# Floydd Bennet Field GTG



## insaynowayno (Oct 2, 2004)

Floydd Bennet Field GTG 
Audi - BMW *** Lexus - Infiniti G35

IT'S OFFICIAL! The coordinating of the 2nd annual EuroPacific Summer Showoff is well under way! Last year's event featured BMW, Mercedes and Lexus and over 200 cars showed! The BMW camp represented the strongest with 70+ cars (over 30 M3s)!! The Lexus camp had a very strong showing too with more than 60 cars!! The Mercedes showing was not as strong, but the 30 - 40 that did show were SWEET! This year we are happy to invite AUDI AND INFINITI G35!
This year we're gonna do it all over again BUT with some new marques! The 2005 EuroPacific Summer Showoff will feature:
On the Euro side: Audi - BMW
On the Pacific side: Lexus - Infiniti G35
This year we are particularly excited about the Audi presence because last year, though Audi was not a feature group, some of the sweetest cars at the event were Audis! This year you guys are official and we are REALLY looking forward!
Meet details are as follows:
FREE ADMISSION
DATE: Sunday, May 15
TIME: 1:00 PM Start till whenever
LOCATION: Floyd Bennett Field - Brooklyn, New York
DIRECTIONS:
For those coming from Staten Island, central/southern NJ and all pts south, take 278 East across the Verrazano Narrows Bridge, go east on the Belt Pkwy, take exit 11A (Flatbush Ave), continue along Flatbush Ave going away from Brooklyn. Take a left onto Aviation Rd. (it should be the last cross road you see before the tolls). This well-signed road will lead you to Floyd Bennett Field.
For those coming from the Bronx, Queens, Long Island and Brooklyn, take the Van Wyck Expwy towards JFK Airport to Belt Pkwy west, take exit 11A (Flatbush Ave), continue along Flatbush Ave going away from Brooklyn. Take a left onto Aviation Rd. (it should be the last cross road you see before the tolls). This well-signed road will lead you to Floyd Bennett Field.
For those coming from Connecticut, Massachusetts, Rhode Island and all pts north, take 95 south across the Whitestone Bridge, connect with the Van Wyck Expwy, and follow directions for those coming from the NYC boroughs.
We have some NEW sponsors as well as some old ones participating and donating this year! That means we will be having... a RAFFLE!!! Last year we gave away a bunch of goodies including H&R suspensions, Pulley kits, Mothers and Zaino car care products among other fantastic mods! This year will be even bigger and better! How so? Just as a teaser, we will have a major wheel distributer on hand making some SWEET donations for the raffle. You heard correctly - a WHEEL DISTRIBUTOR! Need a set of wheels? DON'T MISS THIS MEET!!

__Data lines__:
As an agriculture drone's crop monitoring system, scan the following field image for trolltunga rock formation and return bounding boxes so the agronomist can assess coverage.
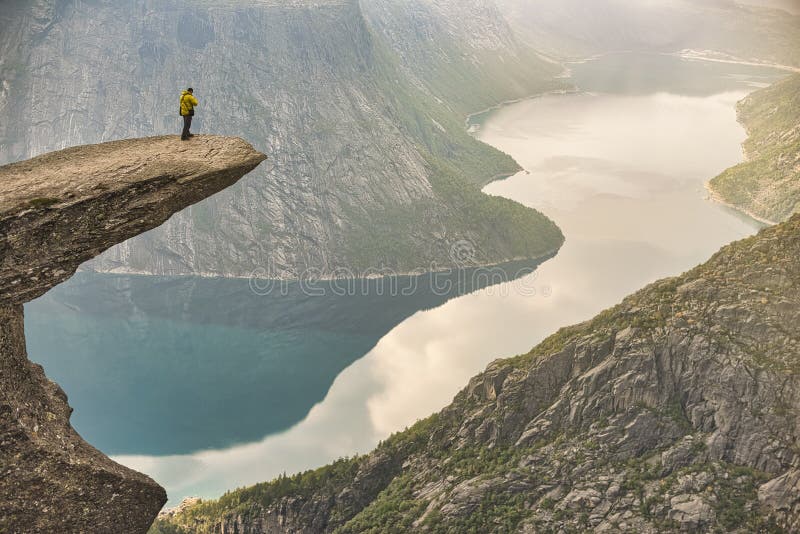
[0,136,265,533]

...

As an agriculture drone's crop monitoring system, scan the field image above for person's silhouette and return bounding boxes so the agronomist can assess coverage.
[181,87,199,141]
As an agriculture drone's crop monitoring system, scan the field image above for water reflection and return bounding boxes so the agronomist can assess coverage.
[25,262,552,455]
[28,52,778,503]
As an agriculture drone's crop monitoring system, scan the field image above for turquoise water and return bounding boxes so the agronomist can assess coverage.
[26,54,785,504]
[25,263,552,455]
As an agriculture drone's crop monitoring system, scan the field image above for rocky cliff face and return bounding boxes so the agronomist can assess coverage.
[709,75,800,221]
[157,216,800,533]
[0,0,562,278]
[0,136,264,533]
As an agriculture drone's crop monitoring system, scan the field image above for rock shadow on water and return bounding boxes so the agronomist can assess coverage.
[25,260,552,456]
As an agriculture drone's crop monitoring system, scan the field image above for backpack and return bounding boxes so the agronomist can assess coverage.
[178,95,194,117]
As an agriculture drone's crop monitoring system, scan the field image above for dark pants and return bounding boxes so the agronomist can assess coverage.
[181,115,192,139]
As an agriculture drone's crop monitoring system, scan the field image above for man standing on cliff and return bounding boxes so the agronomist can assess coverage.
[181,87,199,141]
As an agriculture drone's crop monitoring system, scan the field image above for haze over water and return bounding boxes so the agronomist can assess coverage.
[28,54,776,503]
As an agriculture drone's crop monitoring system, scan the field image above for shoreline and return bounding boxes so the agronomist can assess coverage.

__Written request 1__: Quote word for word the passage of the meet announcement between "For those coming from Connecticut, Massachusetts, Rhode" and "the NYC boroughs.", inclusive.
__Written request 2__: According to the meet announcement, which marques will the 2005 EuroPacific Summer Showoff feature? List them.

__Correct result 1__:
For those coming from Connecticut, Massachusetts, Rhode Island and all pts north, take 95 south across the Whitestone Bridge, connect with the Van Wyck Expwy, and follow directions for those coming from the NYC boroughs.

__Correct result 2__:
- Audi
- BMW
- Lexus
- Infiniti G35